Set exercise:
Count how many lines in the entries below contain the word "young", matching case exactly. Give only the number.
━━━ Dataset content
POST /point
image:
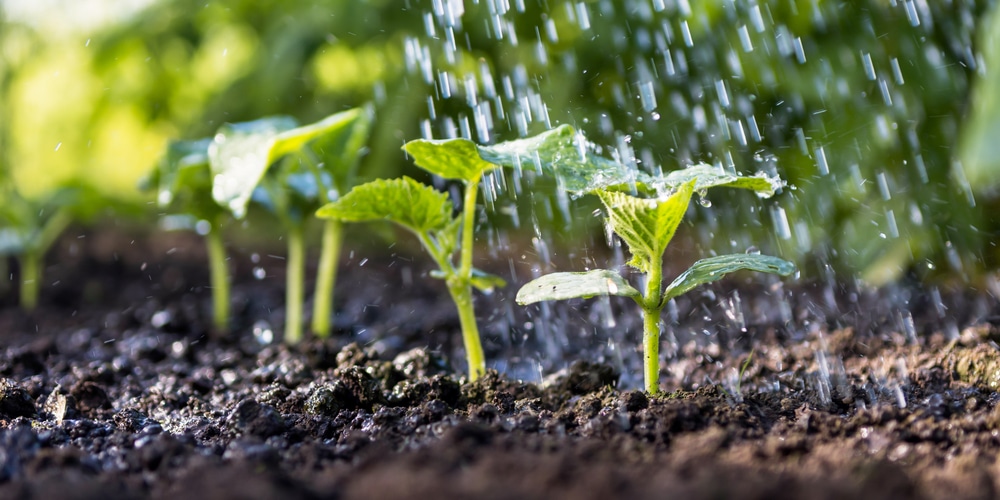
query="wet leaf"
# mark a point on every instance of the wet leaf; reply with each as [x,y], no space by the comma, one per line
[451,158]
[646,224]
[239,156]
[564,154]
[486,282]
[707,176]
[561,286]
[404,201]
[183,180]
[242,153]
[714,268]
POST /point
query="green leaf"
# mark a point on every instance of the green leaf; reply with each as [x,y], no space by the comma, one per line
[486,282]
[451,158]
[707,176]
[566,155]
[342,145]
[714,268]
[418,207]
[562,286]
[239,157]
[646,224]
[241,154]
[569,157]
[183,180]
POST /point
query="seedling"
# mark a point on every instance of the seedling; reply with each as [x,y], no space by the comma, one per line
[647,225]
[29,227]
[291,171]
[183,182]
[427,213]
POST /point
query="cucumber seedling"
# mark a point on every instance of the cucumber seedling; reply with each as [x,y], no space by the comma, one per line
[183,184]
[30,226]
[292,170]
[428,214]
[647,225]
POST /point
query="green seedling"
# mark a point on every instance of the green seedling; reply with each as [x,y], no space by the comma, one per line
[291,171]
[427,213]
[183,183]
[29,227]
[647,225]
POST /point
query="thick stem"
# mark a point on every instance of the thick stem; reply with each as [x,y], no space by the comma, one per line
[294,283]
[326,277]
[31,276]
[220,279]
[462,295]
[651,307]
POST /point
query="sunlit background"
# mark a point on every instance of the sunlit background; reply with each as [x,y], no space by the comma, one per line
[881,115]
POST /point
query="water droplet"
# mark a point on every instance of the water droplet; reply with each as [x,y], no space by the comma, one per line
[262,332]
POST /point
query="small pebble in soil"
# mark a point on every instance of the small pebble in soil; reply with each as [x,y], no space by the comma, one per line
[14,400]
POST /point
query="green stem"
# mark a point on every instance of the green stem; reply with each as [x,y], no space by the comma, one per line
[461,288]
[326,277]
[31,275]
[220,279]
[468,226]
[295,284]
[651,307]
[462,295]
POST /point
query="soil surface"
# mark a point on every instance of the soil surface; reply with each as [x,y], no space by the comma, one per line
[116,388]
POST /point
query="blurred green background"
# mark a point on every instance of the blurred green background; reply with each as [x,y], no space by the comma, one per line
[882,116]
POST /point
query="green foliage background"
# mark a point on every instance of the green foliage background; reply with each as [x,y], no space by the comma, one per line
[880,115]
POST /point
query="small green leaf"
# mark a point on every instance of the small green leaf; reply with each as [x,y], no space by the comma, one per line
[486,282]
[646,224]
[404,201]
[714,268]
[239,156]
[451,159]
[183,180]
[562,286]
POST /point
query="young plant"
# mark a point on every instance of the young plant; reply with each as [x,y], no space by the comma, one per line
[291,171]
[183,183]
[427,213]
[29,227]
[647,225]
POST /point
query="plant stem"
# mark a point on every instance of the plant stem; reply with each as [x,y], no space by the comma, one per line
[461,288]
[31,275]
[294,283]
[220,279]
[462,295]
[651,307]
[326,277]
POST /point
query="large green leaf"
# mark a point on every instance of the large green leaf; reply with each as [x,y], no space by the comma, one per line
[451,158]
[561,286]
[240,155]
[341,145]
[404,201]
[646,224]
[565,155]
[568,156]
[707,176]
[713,268]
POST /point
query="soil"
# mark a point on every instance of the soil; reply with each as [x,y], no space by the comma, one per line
[115,388]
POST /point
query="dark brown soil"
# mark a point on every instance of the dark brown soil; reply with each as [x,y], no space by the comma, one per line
[114,388]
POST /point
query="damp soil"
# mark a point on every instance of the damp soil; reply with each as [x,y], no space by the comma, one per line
[116,388]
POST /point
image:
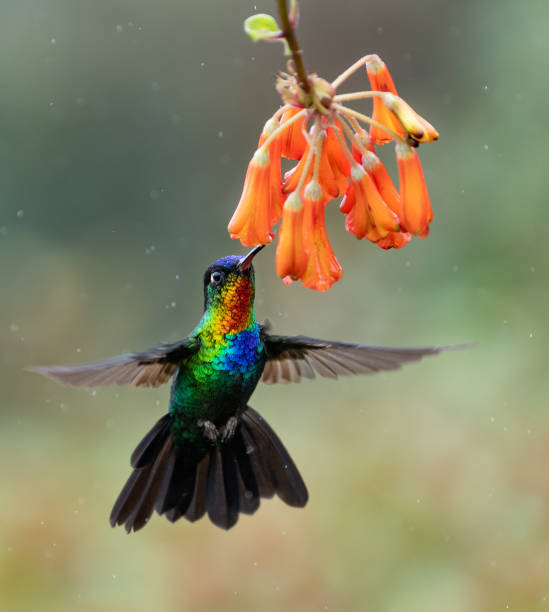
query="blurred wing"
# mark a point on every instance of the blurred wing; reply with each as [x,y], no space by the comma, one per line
[151,368]
[291,358]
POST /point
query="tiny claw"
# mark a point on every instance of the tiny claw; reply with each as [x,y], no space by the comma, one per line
[229,429]
[210,430]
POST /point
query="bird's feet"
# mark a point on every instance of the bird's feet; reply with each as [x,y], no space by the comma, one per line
[210,430]
[213,434]
[228,429]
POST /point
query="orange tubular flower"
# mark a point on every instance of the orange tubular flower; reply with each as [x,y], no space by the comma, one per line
[291,254]
[335,151]
[293,142]
[323,269]
[251,219]
[381,80]
[377,171]
[370,205]
[417,127]
[394,240]
[413,190]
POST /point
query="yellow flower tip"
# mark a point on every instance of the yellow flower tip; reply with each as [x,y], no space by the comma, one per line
[293,202]
[417,127]
[374,63]
[261,158]
[313,191]
[270,126]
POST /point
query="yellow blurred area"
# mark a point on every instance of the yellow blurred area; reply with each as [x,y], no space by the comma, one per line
━━━━━━
Written response:
2